__TASK INSTRUCTIONS__.
1 > Revise the forum post on numerical integration by reproducing everything from "I could not" down to "equation, so f(x)=Y.", with "alglib" replaced by "ALGLIB library".
2 > Proceed with the forum post on numerical integration, picking up right after its final line.

__DOCUMENT SEGMENT__.

--------------------

Coincidence or cointegrated? - page 2

 
I could not get the alglib to work, so I am attempting to build a tool that can help me in the mean time. This is where I am at so far with the calculus:


//+------------------------------------------------------------------+
//| IntegrateNormalBetween                                       |
//+------------------------------------------------------------------+
/*
This function gives the integral between  x1 and x2.
"height" is same as "Y" in an equation, so f(x)=Y.
I am estimating the integral using mid-point rectangles because if I attempt to integrate this function at any one point I will get zero.
*/
double IntegrateNormalBetween(const double Average, const double StandardDeviation, double X1_point, double X2_point, int N_samplesize=0)
  {
   double integral=0;
   double width_increment=0,width_midpoint=0,last_width=0,height=0,last_height=0,area=0,total_area=0;
   double width=0.01;//smallest rectangle width is 0.01. The smaller the more accurate.
   width_increment = X1_point;
      while( (width_increment+width) <= X2_point )//if new value will be < x.
      {       
       width_midpoint = width/2 + width_increment;
       width_increment = width_increment + width;//the width: add or increment by 0.01 
       height = Gaussian(width_midpoint,Average,StandardDeviation);//the height is f( (width_midpoint) ). Another function can be used here instead of the Gaussian.
       area = width * height;//area: width * midpoint_height...sum all rectangles.
       total_area = total_area + area;
      }
      if( (width_increment+width) > X2_point && (width_increment) < X2_point )//if it will be > x dont increment.
      {
       last_width = X2_point - width_increment;//the last width: find difference between last value and x.  
       width_midpoint = last_width/2 + width_increment;
       last_height = Gaussian(width_midpoint,Average,StandardDeviation);//the last height is f( (difference_value/2) ) 
       area = width * height;//area: last width * midpoint_last_height
       total_area = total_area + area;
      }
   integral = total_area;
   return(integral);   
  }
//+------------------------------------------------------------------+
//| End of IntegrateNormalBetween                                |
//+------------------------------------------------------------------+  
 



//+------------------------------------------------------------------+
//| Gaussian function                                      |
//+------------------------------------------------------------------+
/*
 This is also called "The Normal Equation": Y = { 1/[ σ * sqrt(2π) ] } * e-(x - μ)2/2σ2

*/
double Gaussian(double X_point, double X_avg, double X_stddeviation)
  {
   double pi=3.14159265, E=2.71828182;
   double Y=0,E_exponent=0,pnom1=0,pnom2=0;
   
      if(X_stddeviation != 0)

--------------------

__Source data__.
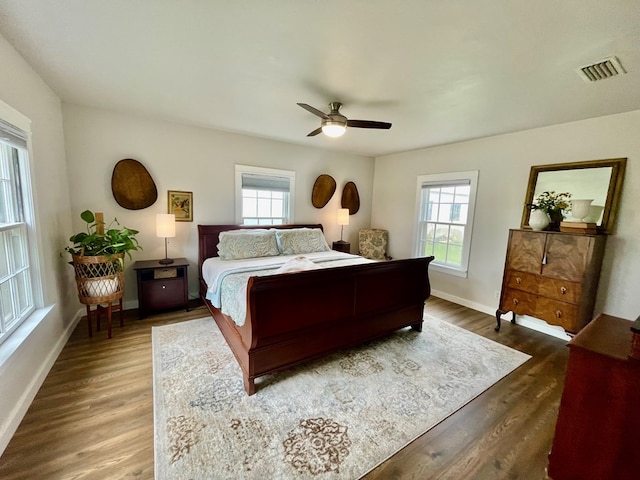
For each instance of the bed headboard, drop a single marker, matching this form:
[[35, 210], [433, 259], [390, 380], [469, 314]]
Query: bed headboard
[[208, 237]]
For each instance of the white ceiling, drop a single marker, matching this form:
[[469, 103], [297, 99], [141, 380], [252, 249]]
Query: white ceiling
[[440, 71]]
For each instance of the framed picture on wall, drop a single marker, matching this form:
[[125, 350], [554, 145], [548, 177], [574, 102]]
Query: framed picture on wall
[[181, 205]]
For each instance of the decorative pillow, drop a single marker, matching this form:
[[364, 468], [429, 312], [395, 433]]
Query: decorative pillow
[[301, 240], [373, 243], [238, 244]]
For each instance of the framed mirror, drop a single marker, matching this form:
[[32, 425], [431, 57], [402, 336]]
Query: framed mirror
[[600, 180]]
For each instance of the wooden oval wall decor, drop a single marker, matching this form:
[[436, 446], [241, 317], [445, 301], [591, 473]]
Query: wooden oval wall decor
[[350, 198], [132, 185], [323, 190]]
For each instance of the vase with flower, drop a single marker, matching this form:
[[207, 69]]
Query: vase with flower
[[553, 205]]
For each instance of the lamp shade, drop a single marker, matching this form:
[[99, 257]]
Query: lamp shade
[[343, 216], [165, 225]]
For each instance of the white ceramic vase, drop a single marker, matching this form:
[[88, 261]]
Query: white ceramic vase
[[580, 209], [538, 219]]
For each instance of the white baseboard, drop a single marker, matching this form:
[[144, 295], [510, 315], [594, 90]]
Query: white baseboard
[[524, 320], [17, 413]]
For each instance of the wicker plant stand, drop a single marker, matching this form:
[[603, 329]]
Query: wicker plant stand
[[100, 282]]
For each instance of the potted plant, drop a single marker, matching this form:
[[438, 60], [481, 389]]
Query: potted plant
[[98, 257], [552, 204]]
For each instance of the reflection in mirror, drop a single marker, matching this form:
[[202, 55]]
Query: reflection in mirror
[[597, 180], [588, 183]]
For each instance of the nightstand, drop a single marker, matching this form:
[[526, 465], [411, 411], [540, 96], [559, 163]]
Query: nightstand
[[162, 287], [342, 246]]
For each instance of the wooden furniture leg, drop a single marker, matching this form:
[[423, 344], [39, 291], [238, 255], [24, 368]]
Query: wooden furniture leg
[[89, 320]]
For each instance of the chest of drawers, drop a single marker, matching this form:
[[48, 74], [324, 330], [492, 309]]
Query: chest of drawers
[[552, 276]]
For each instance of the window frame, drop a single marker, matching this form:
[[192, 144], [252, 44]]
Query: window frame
[[267, 172], [451, 178], [18, 128]]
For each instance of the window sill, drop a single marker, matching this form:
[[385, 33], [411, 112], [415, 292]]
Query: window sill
[[12, 344], [448, 270]]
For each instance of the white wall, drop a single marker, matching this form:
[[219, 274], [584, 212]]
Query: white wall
[[181, 157], [503, 163], [24, 365]]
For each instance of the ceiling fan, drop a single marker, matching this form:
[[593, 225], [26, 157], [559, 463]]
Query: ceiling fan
[[334, 123]]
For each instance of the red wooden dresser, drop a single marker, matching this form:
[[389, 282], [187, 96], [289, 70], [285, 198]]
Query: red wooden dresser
[[598, 423]]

--------------------

__ANSWERS FOR THE TASKS__.
1 >
I could not get the ALGLIB library to work, so I am attempting to build a tool that can help me in the mean time. This is where I am at so far with the calculus:


//+------------------------------------------------------------------+
//| IntegrateNormalBetween                                       |
//+------------------------------------------------------------------+
/*
This function gives the integral between  x1 and x2.
"height" is same as "Y" in an equation, so f(x)=Y.

2 >
      {
       //calculate E's exponent
       E_exponent = ( -1 * pow( (X_point - X_avg),2 ) )/( 2 * pow(X_stddeviation,2) );
       pnom1 = pow(E,E_exponent);
      
       //calculate other polynomial
       pnom2 = 1/( X_stddeviation * sqrt(2 * pi) );
      
       //calculate result
       Y = pnom2 * pnom1;
      }
      else Print("Error: Gaussian function zero divide.");

   return(Y);
  }
//+------------------------------------------------------------------+
//| End of Gaussian function                                |
//+------------------------------------------------------------------+  
 



//+------------------------------------------------------------------+
//| StudentTDistribution function                                      |
//+------------------------------------------------------------------+
/*
 This is the formula "The Student's T-Distribution"
 
*/
double StudentTDistribution(double t_point, int N_sample_size)
  {
   double pi=3.14159265;
   double gamma=sqrt(pi);
   double v = N_sample_size - 1;
   
   double Y=0,pnom1=0,pnom2=0,pnom3=0,pnom4=0,pnom5=0,pnom1_exponent=0;
   
      if(v > 0)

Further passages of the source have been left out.